* _文書の抜粋_:
===

かつて、高度成長期の日本は欧米の先進技術を見よう見まねで習得し、「物まね大国」と呼ばれていたが、独自の工夫と改良、ねばり強い改善により技術立国としての地位を築き上げてきた。
中国では日本の高度成長期とは異なり、世界中から批判を浴びるほど多種多様なコピー商品、粗悪な模倣品、酷似した商標が氾濫している。中国でこれほどまで不正商品がはびこるのはいくつかの背景がある。
1.不正コピー商品の種類
①ロレックスのような高級時計やルイ・ヴィトン、エルメスなどの高価なバッグや財布など高価な商品を対象とした明らかな違法コピー品
②パソコンソフト、音楽CDなどの違法コピー品、ライブなどを無断で録音したもの(海賊版)
③ゴッホのひまわりなど絵画、ディズニーキャラクターグッズなどの模倣品
④外観は異なっているが、機能などが酷似しているゲーム機などの部分コピー品
⑤社名やロゴ、商品名などを似せた酷似ブランド品
2.不正コピー商品の生産地は広東省、浙江省などに集中
広東省や浙江省などは経済的に発展し、海外からの技術、設備が入手しやすく、製造設備や、模倣対象のサンプルの入手が容易で、また正規のブランド品を作っている工場が、素材を横流しが容易であるなど不正コピー商品の生産に適した環境ができあがっている。

===

* _提供データ_:
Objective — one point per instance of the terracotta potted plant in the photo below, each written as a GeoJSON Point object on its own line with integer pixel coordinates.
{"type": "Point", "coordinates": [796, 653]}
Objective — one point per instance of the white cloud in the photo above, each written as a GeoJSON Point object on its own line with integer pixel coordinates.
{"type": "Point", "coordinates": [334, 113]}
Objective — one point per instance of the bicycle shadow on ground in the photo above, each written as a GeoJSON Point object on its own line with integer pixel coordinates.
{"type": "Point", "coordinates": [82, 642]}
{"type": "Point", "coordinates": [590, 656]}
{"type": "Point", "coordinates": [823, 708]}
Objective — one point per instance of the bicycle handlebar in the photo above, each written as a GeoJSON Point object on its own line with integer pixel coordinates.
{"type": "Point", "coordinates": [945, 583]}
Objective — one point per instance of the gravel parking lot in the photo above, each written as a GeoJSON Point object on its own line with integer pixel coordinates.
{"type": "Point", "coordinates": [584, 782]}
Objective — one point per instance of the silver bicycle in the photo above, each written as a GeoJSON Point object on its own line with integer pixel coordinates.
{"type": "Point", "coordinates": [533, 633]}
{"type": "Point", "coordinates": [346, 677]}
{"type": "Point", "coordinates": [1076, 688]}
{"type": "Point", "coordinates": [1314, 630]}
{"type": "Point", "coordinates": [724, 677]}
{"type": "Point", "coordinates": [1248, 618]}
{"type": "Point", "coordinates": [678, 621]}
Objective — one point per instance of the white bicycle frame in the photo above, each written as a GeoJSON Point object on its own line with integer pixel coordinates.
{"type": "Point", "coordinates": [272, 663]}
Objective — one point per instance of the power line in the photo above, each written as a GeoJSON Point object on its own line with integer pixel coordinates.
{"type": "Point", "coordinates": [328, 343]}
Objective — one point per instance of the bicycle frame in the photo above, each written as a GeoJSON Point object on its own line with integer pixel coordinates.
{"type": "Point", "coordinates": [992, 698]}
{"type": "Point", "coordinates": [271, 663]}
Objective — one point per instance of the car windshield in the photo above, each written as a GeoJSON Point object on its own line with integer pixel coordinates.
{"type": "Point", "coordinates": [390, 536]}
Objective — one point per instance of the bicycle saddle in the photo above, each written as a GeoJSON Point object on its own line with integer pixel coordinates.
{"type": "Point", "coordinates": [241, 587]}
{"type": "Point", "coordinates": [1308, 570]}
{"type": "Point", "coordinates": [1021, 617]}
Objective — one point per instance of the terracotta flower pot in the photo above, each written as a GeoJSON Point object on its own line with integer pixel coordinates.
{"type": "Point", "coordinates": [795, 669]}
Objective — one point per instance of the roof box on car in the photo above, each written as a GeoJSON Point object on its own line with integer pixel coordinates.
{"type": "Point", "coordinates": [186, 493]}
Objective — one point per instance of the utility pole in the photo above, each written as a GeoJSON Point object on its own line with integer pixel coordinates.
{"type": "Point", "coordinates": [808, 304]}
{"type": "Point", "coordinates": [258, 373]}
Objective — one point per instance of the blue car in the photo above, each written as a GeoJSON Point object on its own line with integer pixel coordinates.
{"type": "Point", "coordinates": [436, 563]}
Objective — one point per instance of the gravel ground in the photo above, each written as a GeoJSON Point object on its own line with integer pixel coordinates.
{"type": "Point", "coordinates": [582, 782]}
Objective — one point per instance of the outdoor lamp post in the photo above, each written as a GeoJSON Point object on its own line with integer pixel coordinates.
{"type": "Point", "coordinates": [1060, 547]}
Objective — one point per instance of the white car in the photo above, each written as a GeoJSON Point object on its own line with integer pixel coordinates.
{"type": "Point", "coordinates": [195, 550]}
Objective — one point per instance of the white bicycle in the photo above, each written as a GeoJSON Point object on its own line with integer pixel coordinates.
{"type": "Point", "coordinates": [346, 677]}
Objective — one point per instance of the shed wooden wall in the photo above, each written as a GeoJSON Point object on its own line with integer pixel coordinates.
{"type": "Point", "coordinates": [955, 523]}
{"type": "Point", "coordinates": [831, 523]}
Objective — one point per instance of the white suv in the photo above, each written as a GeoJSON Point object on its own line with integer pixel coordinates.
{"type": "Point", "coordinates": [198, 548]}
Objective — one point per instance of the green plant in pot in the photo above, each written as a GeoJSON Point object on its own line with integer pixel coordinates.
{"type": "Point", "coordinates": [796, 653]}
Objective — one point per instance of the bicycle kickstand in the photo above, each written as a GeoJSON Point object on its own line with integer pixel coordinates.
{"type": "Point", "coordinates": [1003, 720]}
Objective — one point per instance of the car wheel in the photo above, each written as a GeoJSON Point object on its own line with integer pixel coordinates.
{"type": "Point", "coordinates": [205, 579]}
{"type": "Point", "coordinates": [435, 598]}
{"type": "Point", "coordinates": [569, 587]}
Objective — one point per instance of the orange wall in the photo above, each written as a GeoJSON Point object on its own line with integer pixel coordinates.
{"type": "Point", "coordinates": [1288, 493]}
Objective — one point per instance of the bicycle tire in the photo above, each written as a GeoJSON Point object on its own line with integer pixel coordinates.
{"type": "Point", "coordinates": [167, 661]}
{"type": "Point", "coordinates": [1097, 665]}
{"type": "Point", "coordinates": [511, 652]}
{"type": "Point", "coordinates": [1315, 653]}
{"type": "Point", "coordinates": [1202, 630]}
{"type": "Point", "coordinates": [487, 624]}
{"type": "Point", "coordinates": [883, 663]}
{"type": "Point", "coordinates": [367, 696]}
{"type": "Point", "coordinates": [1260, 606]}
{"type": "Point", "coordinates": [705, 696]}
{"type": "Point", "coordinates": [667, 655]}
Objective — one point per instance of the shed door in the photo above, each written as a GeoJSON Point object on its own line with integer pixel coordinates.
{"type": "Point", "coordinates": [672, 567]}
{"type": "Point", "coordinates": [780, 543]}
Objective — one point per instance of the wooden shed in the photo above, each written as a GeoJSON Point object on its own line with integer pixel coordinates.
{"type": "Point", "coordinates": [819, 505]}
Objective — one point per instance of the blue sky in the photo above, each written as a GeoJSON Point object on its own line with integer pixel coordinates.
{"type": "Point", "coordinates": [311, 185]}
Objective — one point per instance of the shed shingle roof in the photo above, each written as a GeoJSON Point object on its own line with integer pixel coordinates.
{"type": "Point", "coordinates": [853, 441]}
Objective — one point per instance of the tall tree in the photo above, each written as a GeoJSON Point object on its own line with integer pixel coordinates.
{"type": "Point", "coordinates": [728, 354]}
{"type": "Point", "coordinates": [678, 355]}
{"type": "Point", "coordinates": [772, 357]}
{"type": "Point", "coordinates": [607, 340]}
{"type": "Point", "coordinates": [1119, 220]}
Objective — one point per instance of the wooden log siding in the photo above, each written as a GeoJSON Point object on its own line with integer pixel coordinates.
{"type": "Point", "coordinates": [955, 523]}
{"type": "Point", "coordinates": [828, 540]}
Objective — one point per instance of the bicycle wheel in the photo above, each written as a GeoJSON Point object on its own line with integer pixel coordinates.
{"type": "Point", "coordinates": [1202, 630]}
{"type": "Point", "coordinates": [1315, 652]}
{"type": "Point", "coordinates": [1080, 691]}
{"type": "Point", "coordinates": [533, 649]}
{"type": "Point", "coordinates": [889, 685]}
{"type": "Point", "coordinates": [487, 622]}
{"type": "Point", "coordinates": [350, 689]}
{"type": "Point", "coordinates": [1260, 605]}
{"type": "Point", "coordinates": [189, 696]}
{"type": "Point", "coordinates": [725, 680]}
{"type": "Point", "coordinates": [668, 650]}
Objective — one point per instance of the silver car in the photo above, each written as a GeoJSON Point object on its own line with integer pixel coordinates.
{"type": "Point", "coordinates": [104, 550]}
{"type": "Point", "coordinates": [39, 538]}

===

* _解くべき課題_: 上の不正コピー商品に関する文書から、「かつて、高度成長期の日本は欧」を含むところで書き始め、「るのはいくつかの背景がある。」の後で止めて、一字も変えずに写すこと。

* _課題の解答_:
かつて、高度成長期の日本は欧米の先進技術を見よう見まねで習得し、「物まね大国」と呼ばれていたが、独自の工夫と改良、ねばり強い改善により技術立国としての地位を築き上げてきた。
中国では日本の高度成長期とは異なり、世界中から批判を浴びるほど多種多様なコピー商品、粗悪な模倣品、酷似した商標が氾濫している。中国でこれほどまで不正商品がはびこるのはいくつかの背景がある。